● Problem to work on
Repeat all entries below exactly as shown.

Phrase grounding data:
━━━━━━

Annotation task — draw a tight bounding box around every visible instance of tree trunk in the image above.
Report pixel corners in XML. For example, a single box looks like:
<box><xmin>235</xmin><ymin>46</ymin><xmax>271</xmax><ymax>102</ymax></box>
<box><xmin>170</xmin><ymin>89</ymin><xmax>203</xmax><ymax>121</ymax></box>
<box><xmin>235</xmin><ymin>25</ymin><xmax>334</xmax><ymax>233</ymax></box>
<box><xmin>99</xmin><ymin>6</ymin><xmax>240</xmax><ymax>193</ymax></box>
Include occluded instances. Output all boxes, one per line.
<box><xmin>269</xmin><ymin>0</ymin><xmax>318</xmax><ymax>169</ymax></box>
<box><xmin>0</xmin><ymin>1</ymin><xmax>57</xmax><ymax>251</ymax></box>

━━━━━━

● Response area
Annotation task — draw a tight bounding box around every visible instance of tree trunk in the image above.
Report pixel corners in XML. For example, a single box looks like:
<box><xmin>235</xmin><ymin>46</ymin><xmax>271</xmax><ymax>102</ymax></box>
<box><xmin>170</xmin><ymin>89</ymin><xmax>203</xmax><ymax>121</ymax></box>
<box><xmin>235</xmin><ymin>25</ymin><xmax>334</xmax><ymax>233</ymax></box>
<box><xmin>99</xmin><ymin>6</ymin><xmax>240</xmax><ymax>193</ymax></box>
Include occluded instances. Output all boxes, one per line.
<box><xmin>269</xmin><ymin>0</ymin><xmax>318</xmax><ymax>169</ymax></box>
<box><xmin>0</xmin><ymin>1</ymin><xmax>57</xmax><ymax>251</ymax></box>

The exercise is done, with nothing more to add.